» **Instructions to follow**
Repeat every record below exactly, but leave out any pictures.
- Opening Delimiter -
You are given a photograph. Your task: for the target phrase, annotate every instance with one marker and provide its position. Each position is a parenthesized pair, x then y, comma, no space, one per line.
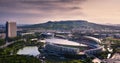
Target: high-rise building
(11,29)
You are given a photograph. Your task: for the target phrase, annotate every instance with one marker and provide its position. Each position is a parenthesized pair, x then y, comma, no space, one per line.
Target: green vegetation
(18,59)
(87,60)
(8,54)
(2,42)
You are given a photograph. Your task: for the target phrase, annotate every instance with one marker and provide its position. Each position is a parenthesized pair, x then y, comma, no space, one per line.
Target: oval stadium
(86,45)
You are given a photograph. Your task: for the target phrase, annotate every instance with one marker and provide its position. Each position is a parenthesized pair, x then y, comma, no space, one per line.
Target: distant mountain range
(70,24)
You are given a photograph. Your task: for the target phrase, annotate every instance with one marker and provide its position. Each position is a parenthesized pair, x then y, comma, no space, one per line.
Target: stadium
(86,45)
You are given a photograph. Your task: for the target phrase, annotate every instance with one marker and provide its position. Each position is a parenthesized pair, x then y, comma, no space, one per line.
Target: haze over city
(39,11)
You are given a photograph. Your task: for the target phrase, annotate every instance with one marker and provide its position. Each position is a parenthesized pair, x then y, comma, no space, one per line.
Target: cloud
(20,9)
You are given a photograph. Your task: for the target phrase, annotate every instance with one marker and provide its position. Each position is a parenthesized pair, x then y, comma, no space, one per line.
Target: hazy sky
(38,11)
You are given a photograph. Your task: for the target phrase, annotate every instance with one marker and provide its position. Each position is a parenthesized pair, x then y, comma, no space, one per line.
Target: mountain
(70,24)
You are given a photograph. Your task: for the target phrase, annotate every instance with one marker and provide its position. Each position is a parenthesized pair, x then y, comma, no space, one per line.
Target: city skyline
(39,11)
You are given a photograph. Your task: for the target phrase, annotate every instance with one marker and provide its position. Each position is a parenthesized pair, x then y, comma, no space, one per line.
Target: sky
(40,11)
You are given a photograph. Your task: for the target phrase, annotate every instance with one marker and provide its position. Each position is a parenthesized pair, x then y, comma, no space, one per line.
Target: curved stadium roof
(63,42)
(93,38)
- Closing Delimiter -
» **Answer to this task**
You are given a photograph. Your task: for the target phrase, annotate every instance with one marker and provide its position. Each position is a parenthesized pair, x then y, comma, no space, one per line.
Target: high-rise building
(11,29)
You are given a photograph. Your task: for the target phrase, annotate every instance with one marker and provide its position. Each position is a parenthesized pair, x then y, comma, no space, one per line.
Target: green vegetation
(18,59)
(87,60)
(8,54)
(2,42)
You are given a photograph. Your task: for the target phrase, annotate every instance with one marker and provide its position. Each position is a parenthesized pair, x then y, comma, no space, one per line.
Target: oval stadium
(86,45)
You are given a photograph. Your task: for the target phrase, annotate every instance with one marker and provide its position. Each position is a parenthesized pair, x then y, comma, no space, one per line.
Target: distant mountain range
(70,24)
You are given a photograph. Your task: for the target phrase, annotate every instance with one marker and provide its position. Each position is a parenthesized pair, x then y, comma, no space, one per line.
Target: stadium
(86,45)
You are given a photograph. Your task: for the target phrase, annotate every instance with one marker and provide its position. Each position is a parenthesized pair, x then y, comma, no space, one per line.
Target: haze over city
(39,11)
You are given a photograph. Your task: for the target phrase, annotate every instance with one marker and provide its position. Each position is a parenthesized pair, x then y, comma, no space, one per line.
Target: cloud
(20,9)
You are given a photograph. Your task: for the target phrase, annotate every instance with one marker and provide its position. Each position is a parenthesized pair, x then y, comma, no space, one per line.
Target: hazy sky
(38,11)
You are given a photograph. Your task: for the target phrase, annotate every instance with one marker and provide its position. Each position is a parenthesized pair, x then y, comma, no space, one per line.
Target: mountain
(70,24)
You are given a photograph. Your task: for the target phrase, annotate every instance with one marker and provide its position. Each position is a parenthesized pair, x then y, comma, no space, one per line.
Target: city skyline
(39,11)
You are given a photograph. Your task: for the target phrase, annotate every instance with one marker and provide its position. Each position is a parenthesized pair, x then y, comma, no space, one per line.
Target: sky
(40,11)
You are given a photograph. Your task: for the target phrase, annotate every instance with one marker and provide its position. Each position is a parenthesized pair, x then y, comma, no space, one per line.
Target: curved stadium roof
(63,42)
(93,38)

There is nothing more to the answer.